List of tasks:
#1 Decide whether each statement below agrees with the text on the Portable Storage format. Answer yes or no for each, and quote the words of the text that decide it.
(a) The largest integer that fits in a 1-byte varint is 63.
(b) An entry name has a varint in front of it that gives its length.
(c) Every entry includes the Count field.
#2 Translate this sentence from the text on the Portable Storage format into Spanish: "This is a map of name-value pairs called entries."
#3 Continue the text on the Portable Storage format, starting right after its final note.

Text block:
+++++
Ripped directly from @jtgrassie 's monero-binary-rpc repo. It's a very helpful little document and I think it deserves a place in the main repo.
5 KiB
Portable Storage Format
Background
Monero makes use of a set of helper classes from a small library named epee. Part of this library implements a networking protocol called Levin, which internally uses a storage format called Portable Storage. This format (amongst the rest of the epee library), is undocumented - or rather relies on the code itself to serve as the documentation. Unfortunately, whilst the rest of the library is fairly straightforward to decipher, the Portable Storage is less-so. Hence this document.
Preliminaries
String and integer encoding
varint
Varints are used to pack integers in an portable and space optimized way. The lowest 2 bits store the amount of bytes required, which means the largest value integer that can be packed into 1 byte is 63 (6 bits).
Lowest 2 bits | Size value | Value range |
---|---|---|
b00 | 1 byte | 0 to 63 |
b01 | 2 bytes | 64 to 16383 |
b10 | 4 bytes | 16384 to 1073741823 |
b11 | 8 bytes | 1073741824 to 4611686018427387903 |
string
These are simply length (varint) prefixed char strings.
Packet format
Header
A packet starts with a header:
Header | Type | Value |
---|---|---|
Signature | 8 bytes | 0x0111010101010201 |
Version | byte | 0x01 |
Section
Next we have a root object (or section as the library calls it). This is a map of name-value pairs called entries. It starts with a count:
Section | Type |
---|---|
Entry count | varint |
Which is followed by the section's name-value entries sequentially:
Entry
Entry | Type |
---|---|
Name | string1 |
Type | byte |
Count2 | varint |
Value(s) | (type dependant data) |
1 Note, the string used for the entry name is not prefixed with a varint, it is prefixed with a single byte to specify the length of the name. This means an entry name cannot be more that 255 chars, which seems a reasonable restriction.
2 Note, this is only present if the entry type has the array flag (see below).
+++++
Provided records:

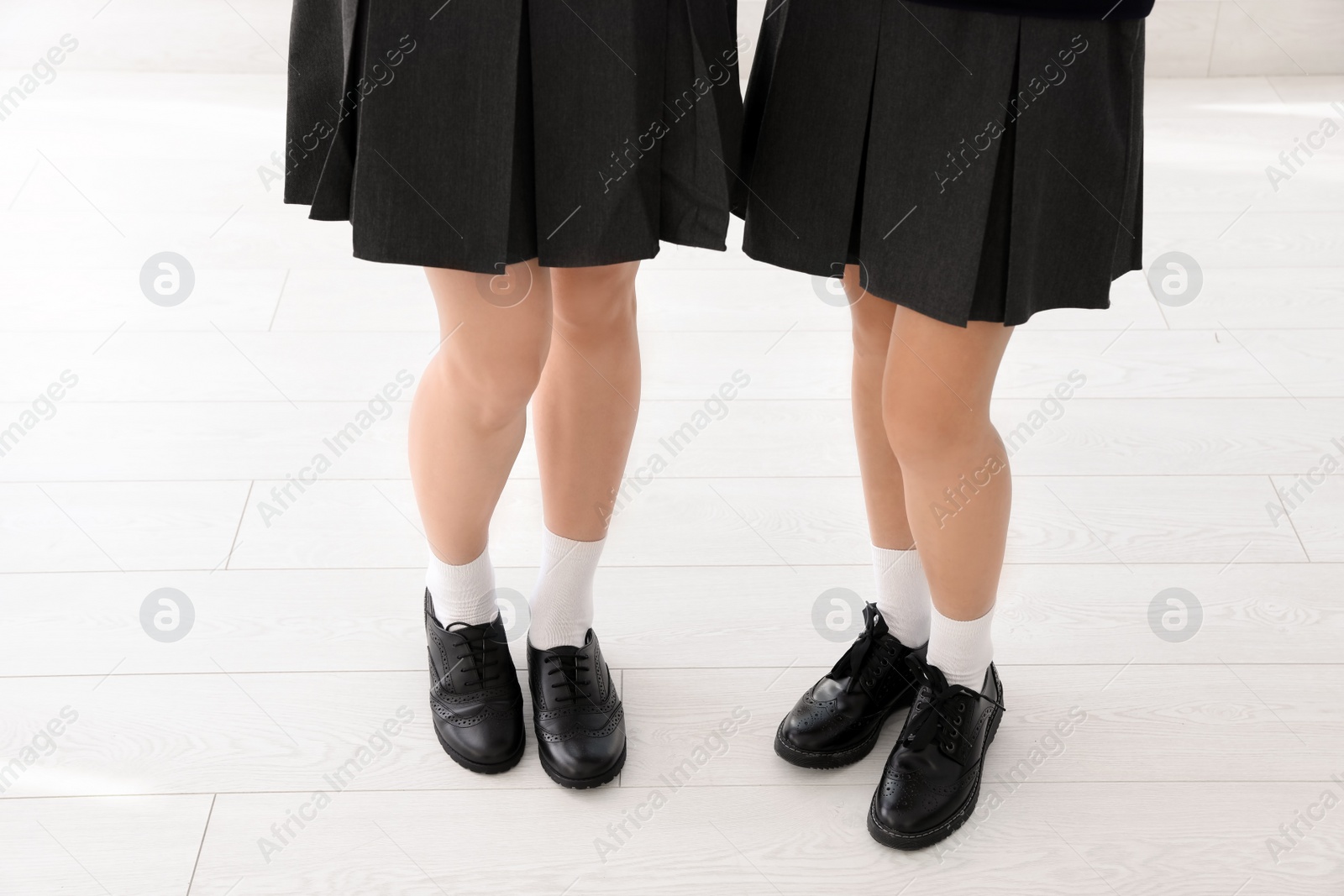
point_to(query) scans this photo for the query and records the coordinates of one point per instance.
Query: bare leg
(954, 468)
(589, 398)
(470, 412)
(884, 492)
+++++
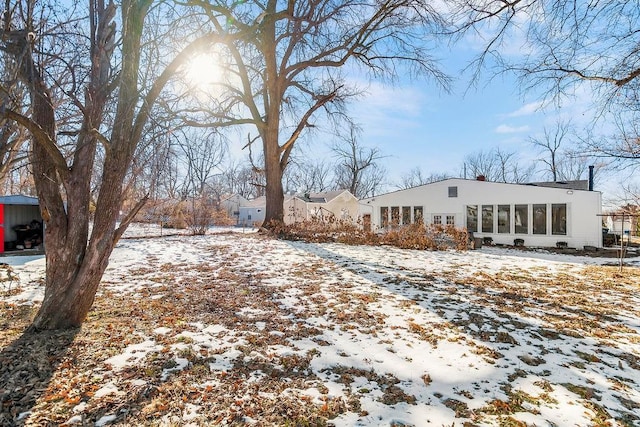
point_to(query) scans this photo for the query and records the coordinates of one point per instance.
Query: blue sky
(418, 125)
+++++
The replies:
#1
(a) Yes: "the largest value integer that can be packed into 1 byte is 63 (6 bits)"
(b) No: "it is prefixed with a single byte to specify the length of the name"
(c) No: "this is only present if the entry type has the array flag"

#2 Se trata de un mapa de pares nombre-valor llamados entradas.

#3
Entry types
The types defined are:
#define SERIALIZE_TYPE_INT64 1
#define SERIALIZE_TYPE_INT32 2
#define SERIALIZE_TYPE_INT16 3
#define SERIALIZE_TYPE_INT8 4
#define SERIALIZE_TYPE_UINT64 5
#define SERIALIZE_TYPE_UINT32 6
#define SERIALIZE_TYPE_UINT16 7
#define SERIALIZE_TYPE_UINT8 8
#define SERIALIZE_TYPE_DUOBLE 9
#define SERIALIZE_TYPE_STRING 10
#define SERIALIZE_TYPE_BOOL 11
#define SERIALIZE_TYPE_OBJECT 12
#define SERIALIZE_TYPE_ARRAY 13
The entry type can be bitwise OR'ed with a flag:
#define SERIALIZE_FLAG_ARRAY 0x80
This signals there are multiple values for the entry. When we are dealing with an array, the next value is a varint specifying the array length followed by the array item values. For example:
name, type, count, value1, value2,..., valuen
Entry values
It's important to understand that entry values can be encoded any way in which an implementation chooses. For example, the integers can be in either big or little endian byte order.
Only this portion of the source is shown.